====== Aangeleverde tekst ======

Oude Waal 6
Oude Waal 6, AmsterdamDe Lastage was lange tijd een ruige en drassige buurt waar alleen de allerdappersten zich vestigden. Hier werden de koggen ‘gebreeuwd en gekalefaterd’ en van ballast voorzien, waar de buurt haar naam aan dankt. Wilde men er vroeger liever niet wonen, nu is de voormalige winterhaven van grote schepen – De Oude Waal – een idyllische plek met mooi zicht over de brede Waalseilandsgracht. In ons prachtige pand met vroeg 19e-eeuwse gevel zijn nu drie woningen en een bedrijf gevestigd.
Hier voorzag men de koggen van hun lading
Net buiten de bescherming van de stadsmuren van het middeleeuwse Amsterdam ontstond aan de oostelijke zijde van de Sint Antoniepoort tussen de huidige Geldersekade en Oudeschans een anarchistische wijk met de koosnaam ‘Lastaadje’.

====== Aangeleverde gegevens ======

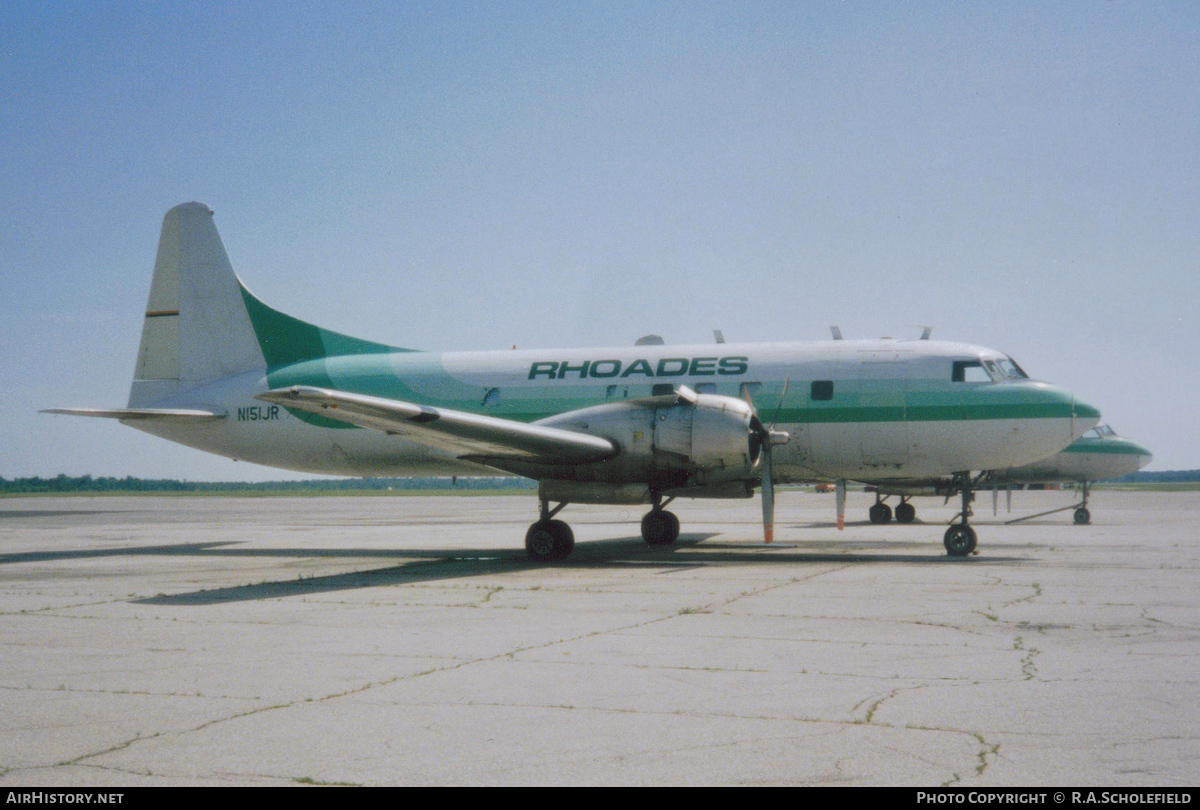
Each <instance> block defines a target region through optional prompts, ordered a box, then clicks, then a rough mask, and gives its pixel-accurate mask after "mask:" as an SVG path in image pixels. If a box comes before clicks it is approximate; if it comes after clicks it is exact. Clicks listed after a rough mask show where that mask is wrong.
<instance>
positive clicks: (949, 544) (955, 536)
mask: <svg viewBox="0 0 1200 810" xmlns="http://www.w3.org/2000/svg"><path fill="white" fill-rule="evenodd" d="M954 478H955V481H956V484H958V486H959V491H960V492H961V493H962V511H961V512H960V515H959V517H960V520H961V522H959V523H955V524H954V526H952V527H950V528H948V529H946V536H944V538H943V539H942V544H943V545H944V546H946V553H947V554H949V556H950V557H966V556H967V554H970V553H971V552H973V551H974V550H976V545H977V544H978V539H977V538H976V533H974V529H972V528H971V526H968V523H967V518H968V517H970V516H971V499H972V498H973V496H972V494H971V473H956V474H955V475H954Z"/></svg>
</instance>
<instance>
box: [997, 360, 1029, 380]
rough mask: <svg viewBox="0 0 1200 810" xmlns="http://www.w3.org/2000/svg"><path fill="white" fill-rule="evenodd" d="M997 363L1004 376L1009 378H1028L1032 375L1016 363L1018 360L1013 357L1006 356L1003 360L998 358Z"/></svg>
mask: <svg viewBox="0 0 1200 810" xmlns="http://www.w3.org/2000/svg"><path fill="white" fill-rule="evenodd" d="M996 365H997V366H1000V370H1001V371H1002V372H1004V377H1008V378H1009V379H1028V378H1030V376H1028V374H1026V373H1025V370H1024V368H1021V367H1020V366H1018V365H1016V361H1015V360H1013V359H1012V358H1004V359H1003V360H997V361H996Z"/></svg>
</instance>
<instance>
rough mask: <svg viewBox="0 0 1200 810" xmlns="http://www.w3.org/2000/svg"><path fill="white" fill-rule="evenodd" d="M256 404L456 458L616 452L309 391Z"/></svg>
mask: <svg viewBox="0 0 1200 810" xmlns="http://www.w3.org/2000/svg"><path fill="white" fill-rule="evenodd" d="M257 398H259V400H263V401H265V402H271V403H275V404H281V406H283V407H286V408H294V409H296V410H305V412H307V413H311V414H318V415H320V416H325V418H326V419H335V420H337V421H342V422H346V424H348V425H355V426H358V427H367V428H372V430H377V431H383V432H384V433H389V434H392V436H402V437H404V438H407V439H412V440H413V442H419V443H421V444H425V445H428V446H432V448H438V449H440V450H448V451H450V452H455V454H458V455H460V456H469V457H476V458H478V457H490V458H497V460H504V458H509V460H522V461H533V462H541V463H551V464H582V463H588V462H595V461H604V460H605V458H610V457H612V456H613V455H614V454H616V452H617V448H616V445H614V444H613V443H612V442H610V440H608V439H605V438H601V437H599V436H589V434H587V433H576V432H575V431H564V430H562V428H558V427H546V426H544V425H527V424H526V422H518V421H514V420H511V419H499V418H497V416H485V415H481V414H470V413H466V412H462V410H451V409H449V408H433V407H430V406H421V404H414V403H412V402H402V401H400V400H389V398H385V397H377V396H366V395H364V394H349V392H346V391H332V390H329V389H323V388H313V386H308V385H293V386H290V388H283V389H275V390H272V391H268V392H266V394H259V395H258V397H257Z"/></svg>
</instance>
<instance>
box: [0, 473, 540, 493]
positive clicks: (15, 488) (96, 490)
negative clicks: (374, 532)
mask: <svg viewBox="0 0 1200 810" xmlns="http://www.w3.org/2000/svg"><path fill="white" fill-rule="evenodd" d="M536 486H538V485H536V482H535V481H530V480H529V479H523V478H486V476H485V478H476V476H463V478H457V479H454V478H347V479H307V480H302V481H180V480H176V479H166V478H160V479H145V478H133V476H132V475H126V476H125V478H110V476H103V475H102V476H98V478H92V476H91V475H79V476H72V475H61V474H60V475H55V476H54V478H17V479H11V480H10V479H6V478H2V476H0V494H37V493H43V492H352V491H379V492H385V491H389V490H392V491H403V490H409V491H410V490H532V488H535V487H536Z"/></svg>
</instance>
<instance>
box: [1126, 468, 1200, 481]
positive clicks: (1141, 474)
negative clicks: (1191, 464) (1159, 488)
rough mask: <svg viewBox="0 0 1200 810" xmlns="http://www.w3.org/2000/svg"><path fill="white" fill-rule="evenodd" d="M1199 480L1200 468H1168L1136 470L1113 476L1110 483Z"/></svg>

======

— Opdrachten en oefeningen —
1: Schrijf de regels uit de gegevens letterlijk over, te beginnen bij het begin van de gegevens en doorlopend tot en met de regel waarin "positive clicks: (949, 544) (955, 536)" staat. Laat de afbeeldingen weg.
2: Schrijf de tekst over de Lastage verder, aansluitend op de laatste zin.

— Antwoorden op volgorde —
1:
Each <instance> block defines a target region through optional prompts, ordered a box, then clicks, then a rough mask, and gives its pixel-accurate mask after "mask:" as an SVG path in image pixels. If a box comes before clicks it is approximate; if it comes after clicks it is exact. Clicks listed after a rough mask show where that mask is wrong.
<instance>
positive clicks: (949, 544) (955, 536)

2:
Hier bevinden zich De Walen, van oudsher een inham van het IJ, ontstaan nadat in 1377 een oudere zeedijk bij een stormvloed doorbrak. Deze zeedijk was niet meer te repareren en zodoende werd de huidige Zeedijk aangelegd. Daarbuiten, op het aangeslibde land vormde zich de Lastage.
Omdat het gebied buiten de stadsmuren lag, was het kwetsbaar bij aanvallen. Bebouwing was er officieel niet toegestaan, evenmin als ophoging van de drassige grond. Alleen degenen die zich niet lieten tegenhouden door deze slechte woonomstandigheden trokken zich niets aan van de regels en vestigden zich hier.
Eind 14e eeuw werd de stadsvrijheid uitgebreid en viel de Lastage juridisch gezien onder Amsterdam, hoewel het tot 1593 zou duren voor het officieel binnen de stad werd getrokken. Het gebied ontwikkelde zich daarna snel tot het industrie- en havengebied van de stad.
Het was hier dat men al in 1345 de “cogghen deed lastaedszen”: van ballast voorzag. Waarschijnlijk ontleent de wijk haar naam – Lastage, Lastaige, Lastagie – aan deze bezigheden.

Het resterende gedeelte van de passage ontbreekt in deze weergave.